§ **EXCERPTED TEXT**:
*** Begin section ***
This is a book whose time has come.
We are nurses who have seen poor decisions made at the bedside when an infant or child should have been allowed to die with dignity and love and instead received interventions that caused suffering and heartache.
We have said, "I cannot do it. I cannot resuscitate this child one more time."
We understood what a family's life would be like, but they did not, or could not.
We are caregivers to children readmitted over and over, whose parents, upon giving birth to a baby with a life-limiting condition, were not given an option of palliative care.
We have cried with parents and physician colleagues.
We have held children in our arms whose parents stopped coming.
We now have assistance. For any reader who will care for an infant or child at the time of death, or will send a child home with hospice, a new handbook exists that will be a guiding source for years to come.
The authors, Rana Limbo, Brian Carter, and Charlotte Wool, are names well known in the perinatal and neonatal ethics community. They have worked to create 24 chapters solidly packed with information. They have brought in experts in the field to write chapters. The book is divided into five sections: Understanding Palliative Care; Caring for the Whole Family in Palliative Care; Planning and Decision Making; Physical Aspects of Palliative Care: Diagnosis, Treatment, and Outcomes; and Supporting Families and Care Providers through the Nuances of Palliative Care. They reframe the term "incompatible with life" to "compatible with love." The highlights to me were the chapters on working with surgeons and the chapter on medications and comfort measures for the child. I appreciated the pictures on making mementos and the artwork on the cover. I thought it was brilliant to also include a chapter on the mother's postpartum pain. I appreciated the chapter on providers suspending their own biases.
*** End section ***
§ **WORK REQUIRED**: For each statement, say yes or no to whether it agrees with the book review, and quote the review's deciding words: (a) The handbook contains 24 chapters. (b) The handbook is divided into four sections. (c) The authors reframe the term "incompatible with life" to "compatible with love." The material after this book review is separate from it.

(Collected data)
*** Begin section ***
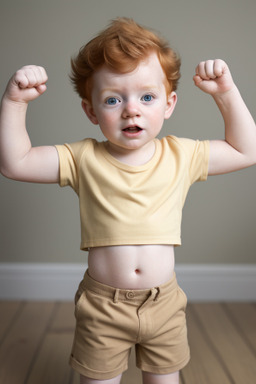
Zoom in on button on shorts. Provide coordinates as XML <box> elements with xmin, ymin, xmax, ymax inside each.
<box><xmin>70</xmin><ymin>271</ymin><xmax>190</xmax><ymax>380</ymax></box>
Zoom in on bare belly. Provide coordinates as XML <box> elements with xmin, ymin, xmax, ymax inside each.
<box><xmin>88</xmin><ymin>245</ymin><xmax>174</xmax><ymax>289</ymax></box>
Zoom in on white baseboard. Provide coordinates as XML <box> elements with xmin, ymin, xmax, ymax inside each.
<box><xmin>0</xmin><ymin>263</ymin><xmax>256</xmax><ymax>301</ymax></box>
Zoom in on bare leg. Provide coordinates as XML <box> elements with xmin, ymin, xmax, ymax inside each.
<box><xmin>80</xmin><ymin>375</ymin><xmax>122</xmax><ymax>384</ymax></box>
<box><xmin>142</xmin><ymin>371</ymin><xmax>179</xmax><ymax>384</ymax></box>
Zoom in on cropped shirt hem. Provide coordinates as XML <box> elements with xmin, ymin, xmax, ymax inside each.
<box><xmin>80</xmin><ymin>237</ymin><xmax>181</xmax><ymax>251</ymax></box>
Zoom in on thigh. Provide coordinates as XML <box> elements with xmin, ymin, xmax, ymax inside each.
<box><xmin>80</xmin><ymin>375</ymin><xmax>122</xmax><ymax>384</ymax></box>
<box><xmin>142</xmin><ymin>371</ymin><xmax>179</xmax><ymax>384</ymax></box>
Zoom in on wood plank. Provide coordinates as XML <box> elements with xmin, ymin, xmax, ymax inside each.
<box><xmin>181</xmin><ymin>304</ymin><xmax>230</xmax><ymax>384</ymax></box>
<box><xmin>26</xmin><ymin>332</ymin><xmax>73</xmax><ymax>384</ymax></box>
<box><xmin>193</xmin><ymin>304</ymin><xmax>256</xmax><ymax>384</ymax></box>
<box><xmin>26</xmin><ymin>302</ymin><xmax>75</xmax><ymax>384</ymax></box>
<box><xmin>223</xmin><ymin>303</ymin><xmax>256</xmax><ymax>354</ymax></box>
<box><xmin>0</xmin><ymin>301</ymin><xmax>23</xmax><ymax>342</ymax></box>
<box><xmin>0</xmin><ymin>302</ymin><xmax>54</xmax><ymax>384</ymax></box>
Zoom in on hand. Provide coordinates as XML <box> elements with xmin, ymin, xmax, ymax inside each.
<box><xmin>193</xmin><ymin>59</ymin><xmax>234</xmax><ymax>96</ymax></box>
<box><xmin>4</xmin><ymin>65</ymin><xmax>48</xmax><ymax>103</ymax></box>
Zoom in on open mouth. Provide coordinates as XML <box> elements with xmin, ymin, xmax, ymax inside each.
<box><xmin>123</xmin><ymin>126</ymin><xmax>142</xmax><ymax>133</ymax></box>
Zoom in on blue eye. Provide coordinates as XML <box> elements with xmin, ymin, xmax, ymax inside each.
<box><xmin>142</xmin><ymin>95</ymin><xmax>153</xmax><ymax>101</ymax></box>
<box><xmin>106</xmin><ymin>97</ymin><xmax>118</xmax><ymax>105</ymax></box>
*** End section ***
§ **RESPONSE AREA**:
(a) Yes: "They have worked to create 24 chapters solidly packed with information."
(b) No: "The book is divided into five sections"
(c) Yes: "They reframe the term "incompatible with life" to "compatible with love.""